REQUIRED TASKS:
1) According to the passage on Pagani Automobili, in what year was the company founded?
2) Reproduce the passage on Pagani Automobili word for word, taking everything from "Pagani Automobili is" down to "this company’s values.".

EXCERPTED TEXT:
***

Pagani Automobili is today one of the most renowned sports car manufacturers in the world. Founded in 1998, the company was conceived by the Italo-Argentine creator Horacio Pagani, who had been inspired by the lessons of the greats in the world of automotive, along with a life-long passion for beauty and scientific research. From San Cesario sul Panaro, Modena, where it all began, the technical precision and creative performance of Pagani Hypercars has left many in awe all around the globe, finding a perfect balance between aesthetic and function, a philosophy inspired by Leonardo da Vinci which rests at the core of this company’s values.
In this small portrait of Horacio Pagani, in conversation with the racing driver Federico Crozzolo and the founder of Shot magazine Alex Amok, we speak of the history of a dream, the great inspiring Italian masters and the quest that carries on towards the future. Here we catch a glimpse of the soul and mind behind the myth of Pagani.
Alex Amok: Today we have the pleasure of talking with the founder of Pagani Automobili, defined as ‘the last automotive artist’ of our time. How did your journey begin, and what inspired you to start?

***

SUPPLIED INFORMATION:

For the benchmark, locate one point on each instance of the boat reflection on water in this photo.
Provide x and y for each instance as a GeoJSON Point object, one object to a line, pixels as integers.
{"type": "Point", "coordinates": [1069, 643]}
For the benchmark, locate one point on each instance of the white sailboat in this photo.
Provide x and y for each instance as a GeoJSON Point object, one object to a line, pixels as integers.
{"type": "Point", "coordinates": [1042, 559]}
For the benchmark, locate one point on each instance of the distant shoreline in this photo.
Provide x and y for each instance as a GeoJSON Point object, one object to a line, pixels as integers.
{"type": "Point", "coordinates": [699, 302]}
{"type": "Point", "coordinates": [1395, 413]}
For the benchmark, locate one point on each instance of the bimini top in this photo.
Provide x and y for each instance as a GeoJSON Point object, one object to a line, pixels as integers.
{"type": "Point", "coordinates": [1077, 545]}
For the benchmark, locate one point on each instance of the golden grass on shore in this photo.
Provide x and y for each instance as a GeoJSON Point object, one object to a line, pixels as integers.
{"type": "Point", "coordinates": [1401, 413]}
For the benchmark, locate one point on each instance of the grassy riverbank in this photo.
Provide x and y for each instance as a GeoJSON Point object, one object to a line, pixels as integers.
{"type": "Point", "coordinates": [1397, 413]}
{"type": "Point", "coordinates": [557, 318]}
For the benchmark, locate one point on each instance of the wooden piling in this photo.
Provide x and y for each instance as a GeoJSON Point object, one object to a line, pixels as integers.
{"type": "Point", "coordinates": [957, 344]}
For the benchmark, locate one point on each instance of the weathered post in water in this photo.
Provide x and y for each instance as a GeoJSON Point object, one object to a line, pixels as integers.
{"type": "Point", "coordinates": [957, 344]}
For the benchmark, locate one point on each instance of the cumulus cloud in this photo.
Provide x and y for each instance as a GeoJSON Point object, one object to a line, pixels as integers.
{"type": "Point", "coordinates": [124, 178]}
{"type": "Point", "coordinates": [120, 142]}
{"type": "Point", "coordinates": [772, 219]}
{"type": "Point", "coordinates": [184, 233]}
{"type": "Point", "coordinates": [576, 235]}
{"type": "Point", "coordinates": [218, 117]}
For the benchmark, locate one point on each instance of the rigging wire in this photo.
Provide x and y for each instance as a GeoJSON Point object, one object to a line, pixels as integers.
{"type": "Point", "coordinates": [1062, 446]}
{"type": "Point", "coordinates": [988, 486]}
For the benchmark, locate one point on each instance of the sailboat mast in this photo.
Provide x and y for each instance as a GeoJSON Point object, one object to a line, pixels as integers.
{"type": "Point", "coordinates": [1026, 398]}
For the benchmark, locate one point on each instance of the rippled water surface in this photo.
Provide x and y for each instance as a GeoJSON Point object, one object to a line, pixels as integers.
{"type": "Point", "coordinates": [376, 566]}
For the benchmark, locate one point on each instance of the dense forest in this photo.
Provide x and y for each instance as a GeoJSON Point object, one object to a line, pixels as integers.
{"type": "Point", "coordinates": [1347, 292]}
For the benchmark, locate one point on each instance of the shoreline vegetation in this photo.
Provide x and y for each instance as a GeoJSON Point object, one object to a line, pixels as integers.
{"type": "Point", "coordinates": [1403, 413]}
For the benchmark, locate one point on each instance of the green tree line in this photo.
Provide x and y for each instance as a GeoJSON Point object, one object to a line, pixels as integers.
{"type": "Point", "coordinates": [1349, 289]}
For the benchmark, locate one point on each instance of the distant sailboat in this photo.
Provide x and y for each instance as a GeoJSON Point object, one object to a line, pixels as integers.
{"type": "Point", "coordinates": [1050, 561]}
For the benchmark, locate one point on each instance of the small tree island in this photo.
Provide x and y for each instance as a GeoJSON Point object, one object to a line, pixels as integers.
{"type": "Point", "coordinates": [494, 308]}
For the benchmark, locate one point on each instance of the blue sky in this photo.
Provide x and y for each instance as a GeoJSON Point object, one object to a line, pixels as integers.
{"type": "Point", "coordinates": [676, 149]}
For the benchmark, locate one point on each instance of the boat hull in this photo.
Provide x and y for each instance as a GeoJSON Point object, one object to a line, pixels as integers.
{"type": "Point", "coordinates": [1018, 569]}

***

SOLVED TASKS:
1) 1998

2)
Pagani Automobili is today one of the most renowned sports car manufacturers in the world. Founded in 1998, the company was conceived by the Italo-Argentine creator Horacio Pagani, who had been inspired by the lessons of the greats in the world of automotive, along with a life-long passion for beauty and scientific research. From San Cesario sul Panaro, Modena, where it all began, the technical precision and creative performance of Pagani Hypercars has left many in awe all around the globe, finding a perfect balance between aesthetic and function, a philosophy inspired by Leonardo da Vinci which rests at the core of this company’s values.